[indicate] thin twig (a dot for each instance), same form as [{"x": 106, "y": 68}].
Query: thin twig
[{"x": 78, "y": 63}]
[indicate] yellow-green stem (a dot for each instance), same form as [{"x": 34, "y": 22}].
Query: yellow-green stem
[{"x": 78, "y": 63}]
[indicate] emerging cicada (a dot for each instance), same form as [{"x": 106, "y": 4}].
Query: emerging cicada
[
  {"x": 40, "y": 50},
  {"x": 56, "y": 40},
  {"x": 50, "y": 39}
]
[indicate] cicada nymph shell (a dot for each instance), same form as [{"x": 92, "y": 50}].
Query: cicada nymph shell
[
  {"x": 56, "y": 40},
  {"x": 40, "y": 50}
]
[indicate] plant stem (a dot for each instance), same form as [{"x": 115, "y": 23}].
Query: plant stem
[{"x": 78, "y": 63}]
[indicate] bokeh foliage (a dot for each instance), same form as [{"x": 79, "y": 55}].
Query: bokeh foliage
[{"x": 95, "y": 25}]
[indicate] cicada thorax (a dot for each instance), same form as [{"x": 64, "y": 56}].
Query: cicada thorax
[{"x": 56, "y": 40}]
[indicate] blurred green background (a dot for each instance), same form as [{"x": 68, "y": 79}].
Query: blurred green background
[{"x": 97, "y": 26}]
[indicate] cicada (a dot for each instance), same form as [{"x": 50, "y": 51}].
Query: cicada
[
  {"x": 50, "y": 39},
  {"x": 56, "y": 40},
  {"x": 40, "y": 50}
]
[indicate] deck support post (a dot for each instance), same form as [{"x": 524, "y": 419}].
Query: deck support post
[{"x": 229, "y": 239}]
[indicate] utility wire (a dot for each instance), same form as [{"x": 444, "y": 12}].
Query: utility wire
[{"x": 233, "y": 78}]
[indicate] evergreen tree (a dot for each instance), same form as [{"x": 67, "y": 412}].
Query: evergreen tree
+ + + + +
[HOW TO COMPLETE THIS TASK]
Your response should consist solely of the lines from the one that holds "[indicate] plant stem" through the end of the listing above, reproduced exactly.

[WRITTEN REPLY]
[indicate] plant stem (a dot for each instance), same form as [{"x": 115, "y": 23}].
Query: plant stem
[{"x": 78, "y": 63}]
[indicate] bokeh foliage (a dot for each instance), same form as [{"x": 79, "y": 55}].
Query: bokeh foliage
[{"x": 95, "y": 25}]
[indicate] cicada thorax (a dot for each instance), same form as [{"x": 64, "y": 56}].
Query: cicada thorax
[{"x": 56, "y": 40}]
[indicate] blurred green background (a dot for each instance), same form as [{"x": 68, "y": 79}].
Query: blurred green background
[{"x": 97, "y": 26}]
[indicate] cicada (a dot for each instance), same form as [{"x": 50, "y": 51}].
Query: cicada
[
  {"x": 50, "y": 39},
  {"x": 56, "y": 40},
  {"x": 40, "y": 50}
]
[indicate] deck support post (a dot for each instance), same form as [{"x": 524, "y": 419}].
Query: deck support post
[{"x": 229, "y": 239}]
[indicate] utility wire (a dot for each instance), same form as [{"x": 444, "y": 12}].
Query: utility wire
[{"x": 233, "y": 78}]
[indicate] evergreen tree (a dot for each instance), same form as [{"x": 67, "y": 412}].
Query: evergreen tree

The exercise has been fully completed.